↓

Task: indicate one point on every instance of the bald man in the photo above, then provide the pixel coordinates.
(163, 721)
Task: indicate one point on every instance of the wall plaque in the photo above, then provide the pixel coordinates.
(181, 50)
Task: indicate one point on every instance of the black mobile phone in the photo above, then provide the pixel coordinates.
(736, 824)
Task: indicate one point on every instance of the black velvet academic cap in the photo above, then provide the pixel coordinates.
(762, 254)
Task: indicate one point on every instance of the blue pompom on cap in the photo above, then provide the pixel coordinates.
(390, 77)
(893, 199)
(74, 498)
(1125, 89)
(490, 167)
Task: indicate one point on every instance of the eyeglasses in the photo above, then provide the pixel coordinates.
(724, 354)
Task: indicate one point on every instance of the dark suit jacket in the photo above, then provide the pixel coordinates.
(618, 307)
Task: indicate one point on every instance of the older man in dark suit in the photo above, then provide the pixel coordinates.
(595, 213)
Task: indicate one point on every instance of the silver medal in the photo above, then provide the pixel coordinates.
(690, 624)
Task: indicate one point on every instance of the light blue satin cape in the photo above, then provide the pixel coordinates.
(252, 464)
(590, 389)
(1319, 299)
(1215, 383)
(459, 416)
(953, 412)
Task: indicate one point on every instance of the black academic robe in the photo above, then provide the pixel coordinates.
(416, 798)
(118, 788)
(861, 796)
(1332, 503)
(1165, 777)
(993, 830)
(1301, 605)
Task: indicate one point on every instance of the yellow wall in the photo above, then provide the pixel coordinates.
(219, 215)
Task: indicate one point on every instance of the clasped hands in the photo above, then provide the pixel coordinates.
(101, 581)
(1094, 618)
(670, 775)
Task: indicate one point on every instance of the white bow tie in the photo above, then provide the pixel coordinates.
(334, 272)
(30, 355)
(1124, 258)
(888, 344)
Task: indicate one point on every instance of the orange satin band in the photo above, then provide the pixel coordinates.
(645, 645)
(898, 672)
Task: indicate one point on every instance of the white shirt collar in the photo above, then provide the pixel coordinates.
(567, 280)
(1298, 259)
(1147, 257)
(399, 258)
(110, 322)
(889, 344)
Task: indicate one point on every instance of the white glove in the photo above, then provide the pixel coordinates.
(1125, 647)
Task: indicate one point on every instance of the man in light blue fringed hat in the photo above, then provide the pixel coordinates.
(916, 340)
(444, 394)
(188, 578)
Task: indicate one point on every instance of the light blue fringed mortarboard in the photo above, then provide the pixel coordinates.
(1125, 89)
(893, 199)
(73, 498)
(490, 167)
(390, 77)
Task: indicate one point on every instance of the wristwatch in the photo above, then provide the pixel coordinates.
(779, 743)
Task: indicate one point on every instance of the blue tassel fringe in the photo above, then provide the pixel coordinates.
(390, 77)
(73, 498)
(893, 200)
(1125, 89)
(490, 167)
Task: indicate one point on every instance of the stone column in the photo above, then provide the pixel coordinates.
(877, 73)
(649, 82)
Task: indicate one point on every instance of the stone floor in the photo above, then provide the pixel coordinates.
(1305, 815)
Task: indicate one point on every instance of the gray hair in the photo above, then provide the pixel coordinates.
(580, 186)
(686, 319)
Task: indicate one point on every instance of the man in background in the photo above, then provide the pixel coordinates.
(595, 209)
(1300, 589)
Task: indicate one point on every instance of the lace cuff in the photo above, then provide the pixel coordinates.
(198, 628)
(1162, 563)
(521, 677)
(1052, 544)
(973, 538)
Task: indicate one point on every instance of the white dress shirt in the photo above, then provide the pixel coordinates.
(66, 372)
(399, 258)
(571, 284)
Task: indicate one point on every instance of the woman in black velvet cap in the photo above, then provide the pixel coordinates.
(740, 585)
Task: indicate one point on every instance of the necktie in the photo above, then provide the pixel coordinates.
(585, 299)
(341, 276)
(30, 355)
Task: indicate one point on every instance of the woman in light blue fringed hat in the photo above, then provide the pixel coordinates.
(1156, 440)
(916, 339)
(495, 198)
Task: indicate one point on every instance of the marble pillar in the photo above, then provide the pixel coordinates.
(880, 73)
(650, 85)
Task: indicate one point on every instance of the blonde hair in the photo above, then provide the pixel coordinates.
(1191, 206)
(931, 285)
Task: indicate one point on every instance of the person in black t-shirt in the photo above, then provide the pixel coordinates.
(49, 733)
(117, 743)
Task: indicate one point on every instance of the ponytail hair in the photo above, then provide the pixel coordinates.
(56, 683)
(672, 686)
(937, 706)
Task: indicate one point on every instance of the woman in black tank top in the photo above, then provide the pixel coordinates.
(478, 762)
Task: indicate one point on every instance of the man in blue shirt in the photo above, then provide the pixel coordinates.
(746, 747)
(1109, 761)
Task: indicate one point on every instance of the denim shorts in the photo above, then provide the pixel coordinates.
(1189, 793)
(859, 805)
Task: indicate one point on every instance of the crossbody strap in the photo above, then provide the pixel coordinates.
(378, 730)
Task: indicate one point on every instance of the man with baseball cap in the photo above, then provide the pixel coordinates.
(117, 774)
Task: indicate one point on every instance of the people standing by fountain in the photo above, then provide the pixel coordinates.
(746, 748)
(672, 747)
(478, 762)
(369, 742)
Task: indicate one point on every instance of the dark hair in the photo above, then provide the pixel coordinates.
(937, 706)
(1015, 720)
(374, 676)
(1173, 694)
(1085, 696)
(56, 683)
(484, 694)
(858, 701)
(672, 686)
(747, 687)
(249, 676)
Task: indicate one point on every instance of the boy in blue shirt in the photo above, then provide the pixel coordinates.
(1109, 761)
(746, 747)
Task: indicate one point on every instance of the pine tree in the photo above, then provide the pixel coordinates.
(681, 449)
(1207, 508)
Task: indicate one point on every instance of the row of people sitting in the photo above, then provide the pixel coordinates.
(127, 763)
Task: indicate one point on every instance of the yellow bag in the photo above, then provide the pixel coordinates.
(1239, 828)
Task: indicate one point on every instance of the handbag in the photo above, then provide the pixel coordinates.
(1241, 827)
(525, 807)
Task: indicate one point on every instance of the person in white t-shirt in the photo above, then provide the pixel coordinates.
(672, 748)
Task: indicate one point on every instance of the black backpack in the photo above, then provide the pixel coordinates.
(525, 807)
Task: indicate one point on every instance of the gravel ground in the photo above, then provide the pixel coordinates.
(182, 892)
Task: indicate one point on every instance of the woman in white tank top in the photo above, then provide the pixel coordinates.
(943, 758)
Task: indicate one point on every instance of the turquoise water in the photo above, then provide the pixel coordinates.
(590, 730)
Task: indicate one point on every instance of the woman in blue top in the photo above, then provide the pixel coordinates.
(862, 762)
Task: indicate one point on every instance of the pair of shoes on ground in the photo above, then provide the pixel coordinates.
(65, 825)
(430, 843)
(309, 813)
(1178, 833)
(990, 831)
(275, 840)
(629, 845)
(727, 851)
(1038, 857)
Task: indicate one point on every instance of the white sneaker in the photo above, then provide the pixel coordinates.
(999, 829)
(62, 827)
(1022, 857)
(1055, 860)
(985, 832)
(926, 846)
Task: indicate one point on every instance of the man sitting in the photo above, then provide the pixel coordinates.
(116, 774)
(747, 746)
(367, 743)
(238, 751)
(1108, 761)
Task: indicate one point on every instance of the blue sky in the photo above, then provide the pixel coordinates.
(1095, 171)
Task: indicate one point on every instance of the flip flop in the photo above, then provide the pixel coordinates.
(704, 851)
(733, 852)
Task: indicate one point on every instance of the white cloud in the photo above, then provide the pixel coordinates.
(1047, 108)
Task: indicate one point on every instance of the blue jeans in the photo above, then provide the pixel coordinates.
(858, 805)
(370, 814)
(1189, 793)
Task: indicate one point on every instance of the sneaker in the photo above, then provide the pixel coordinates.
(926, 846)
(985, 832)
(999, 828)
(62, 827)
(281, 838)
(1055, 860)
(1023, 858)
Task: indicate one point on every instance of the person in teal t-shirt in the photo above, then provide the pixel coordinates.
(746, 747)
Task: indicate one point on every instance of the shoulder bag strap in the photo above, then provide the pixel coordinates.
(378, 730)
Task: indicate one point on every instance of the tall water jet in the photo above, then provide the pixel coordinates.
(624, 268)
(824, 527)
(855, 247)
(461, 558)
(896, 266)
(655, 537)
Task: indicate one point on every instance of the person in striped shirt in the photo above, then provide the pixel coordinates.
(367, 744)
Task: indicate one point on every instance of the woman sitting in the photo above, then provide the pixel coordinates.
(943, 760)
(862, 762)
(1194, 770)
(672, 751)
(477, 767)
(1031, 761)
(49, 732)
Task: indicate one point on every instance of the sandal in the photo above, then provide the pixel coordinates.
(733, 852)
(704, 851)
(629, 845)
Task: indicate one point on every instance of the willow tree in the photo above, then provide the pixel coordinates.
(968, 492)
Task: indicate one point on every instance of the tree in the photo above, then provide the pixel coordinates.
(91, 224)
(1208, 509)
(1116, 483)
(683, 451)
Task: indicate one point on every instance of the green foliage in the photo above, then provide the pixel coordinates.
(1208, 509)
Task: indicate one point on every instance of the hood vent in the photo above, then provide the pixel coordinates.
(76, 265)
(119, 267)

↑

— AIM OF THE EXERCISE —
Please update the items from the first line through the line containing "(1301, 605)" by replacing "indicate" with "mark" and leaving everything else unchanged. Return only those lines.

— EXERCISE RESULT —
Task: mark one point on every instance of the bald man in the photo above, then provide the pixel coordinates.
(163, 721)
Task: mark one point on every instance of the wall plaque in the photo above, then provide the pixel coordinates.
(181, 50)
Task: mark one point on every instance of the black mobile phone in the photo above, then provide the pixel coordinates.
(736, 824)
Task: mark one point on every instance of the black velvet academic cap in the photo above, then provide the pixel coordinates.
(762, 254)
Task: mark one point on every instance of the blue pompom on cap in the photo above, then provide the pixel coordinates.
(390, 77)
(893, 199)
(74, 498)
(1125, 89)
(490, 167)
Task: mark one point on every instance of the eyeglasses in the photo above, then provide the pixel coordinates.
(724, 354)
Task: mark one point on every instance of the dark suit jacket in the photo above, then provide the pixel coordinates.
(618, 307)
Task: mark one point on every instance of the older man in dark suit in the photo above, then provide the pixel coordinates.
(595, 213)
Task: mark one point on every instance of the silver medal in the photo above, then provide the pixel coordinates.
(690, 624)
Task: mark one point on every instance of the light blue satin cape in the photo above, then provide the pixel coordinates.
(252, 464)
(590, 389)
(1319, 299)
(1215, 383)
(459, 416)
(953, 412)
Task: mark one point on every instance of the black academic robe in the photo above, then provide the pixel coordinates.
(416, 798)
(118, 788)
(861, 796)
(1332, 503)
(1165, 777)
(993, 830)
(1301, 605)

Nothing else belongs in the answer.